GOAL 1: In the text on fiscal federalism below, at what compound annual growth rate did the combined capital expenditure and loans & advances of 28 States grow over FY2021–FY2025?

TEXT PASSAGE:

Subject: Fiscal Federalism

Context: State governments’ ability to sustain capital expenditure has come under focus as several States breached the 3% fiscal deficit norm using enhanced borrowing space during FY2021–FY2025.

About State-led capital spending:

What it is?

• State-led capital spending refers to expenditure by State governments on asset creation such as roads, irrigation, power, health, education infrastructure, and urban development.

• It is distinct from revenue spending as it raises long-term productive capacity and crowds in private investment.

Trends in India (FY2021–FY2025):

Strong capex growth: Combined capital expenditure and loans & advances of 28 States grew at a CAGR of 18.5%, doubling to ₹8.4 trillion.

Role of Centre’s support: Expansion driven by GST compensation loans (₹2.6 trillion in FY21–22) and 50-year interest-free capex loans (₹3.7 trillion over FY21–FY25).

Borrowing flexibility: Additional borrowing of 0.5–1.1% of GSDP allowed under Union government relaxations and 15th Finance Commission provisions.

GOAL 2: Pull out every line of the records below that contains the string "rocky".

EXERCISE MATERIALS:
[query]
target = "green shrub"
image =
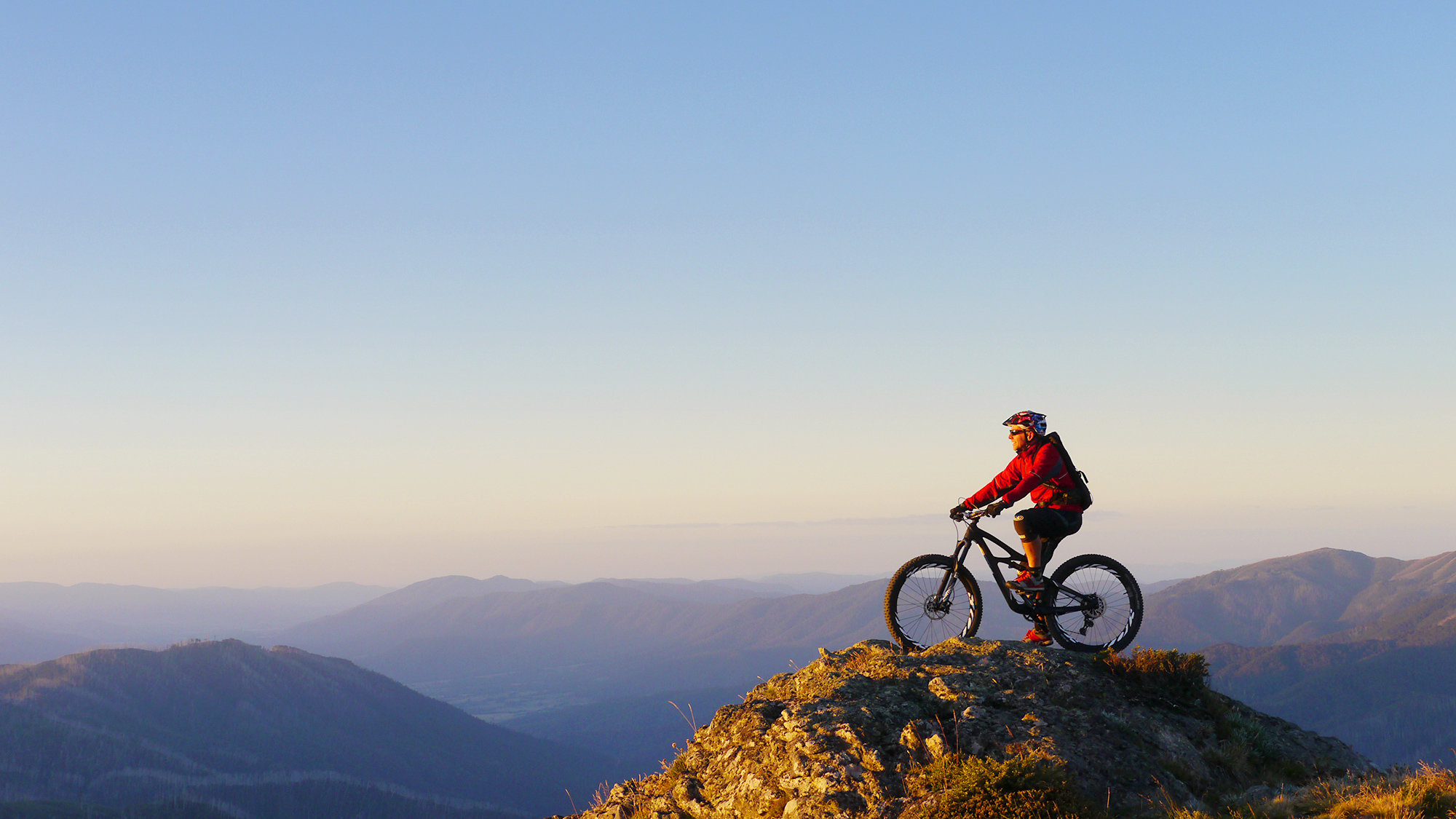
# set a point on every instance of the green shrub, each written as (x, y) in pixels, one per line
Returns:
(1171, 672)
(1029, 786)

==

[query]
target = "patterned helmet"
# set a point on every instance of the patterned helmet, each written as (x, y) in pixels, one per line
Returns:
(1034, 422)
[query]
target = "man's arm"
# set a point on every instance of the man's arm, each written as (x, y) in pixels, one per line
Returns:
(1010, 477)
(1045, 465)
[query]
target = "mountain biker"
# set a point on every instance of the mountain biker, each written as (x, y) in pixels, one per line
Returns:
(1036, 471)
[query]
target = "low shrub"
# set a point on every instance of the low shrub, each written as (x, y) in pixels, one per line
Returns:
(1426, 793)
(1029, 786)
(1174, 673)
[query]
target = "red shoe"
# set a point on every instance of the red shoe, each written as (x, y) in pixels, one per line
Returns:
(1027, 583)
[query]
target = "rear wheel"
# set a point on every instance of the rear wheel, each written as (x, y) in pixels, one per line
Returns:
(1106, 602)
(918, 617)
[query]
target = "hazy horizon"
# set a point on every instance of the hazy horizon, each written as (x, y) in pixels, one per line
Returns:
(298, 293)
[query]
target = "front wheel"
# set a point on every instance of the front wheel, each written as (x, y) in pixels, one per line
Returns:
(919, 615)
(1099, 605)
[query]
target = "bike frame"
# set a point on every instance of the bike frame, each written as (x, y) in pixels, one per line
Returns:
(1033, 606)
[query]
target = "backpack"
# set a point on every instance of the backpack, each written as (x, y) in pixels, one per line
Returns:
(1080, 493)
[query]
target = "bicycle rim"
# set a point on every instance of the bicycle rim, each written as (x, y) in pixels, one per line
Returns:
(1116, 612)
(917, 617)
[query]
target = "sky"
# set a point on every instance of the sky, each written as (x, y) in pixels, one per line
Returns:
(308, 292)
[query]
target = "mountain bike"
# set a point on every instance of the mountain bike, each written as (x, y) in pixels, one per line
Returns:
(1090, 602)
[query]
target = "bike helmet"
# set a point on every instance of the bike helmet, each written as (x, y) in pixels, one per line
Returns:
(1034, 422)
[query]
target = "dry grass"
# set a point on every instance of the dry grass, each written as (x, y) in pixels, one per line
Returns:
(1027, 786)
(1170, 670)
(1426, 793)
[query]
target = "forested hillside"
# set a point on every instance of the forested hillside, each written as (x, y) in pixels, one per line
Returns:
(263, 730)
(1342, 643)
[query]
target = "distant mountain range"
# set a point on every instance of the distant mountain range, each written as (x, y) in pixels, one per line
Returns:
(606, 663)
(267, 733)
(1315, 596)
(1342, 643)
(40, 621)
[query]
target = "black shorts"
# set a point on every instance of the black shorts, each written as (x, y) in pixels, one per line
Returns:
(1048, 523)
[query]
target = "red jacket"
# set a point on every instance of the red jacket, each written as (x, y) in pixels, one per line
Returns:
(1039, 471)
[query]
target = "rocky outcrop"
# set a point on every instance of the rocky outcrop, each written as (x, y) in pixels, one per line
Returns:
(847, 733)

WRITTEN RESPONSE 1: 18.5%

WRITTEN RESPONSE 2:
target = "rocky outcrop"
# set a point on every instance of the rocky outcrop, each written as (x, y) in pixels, one per line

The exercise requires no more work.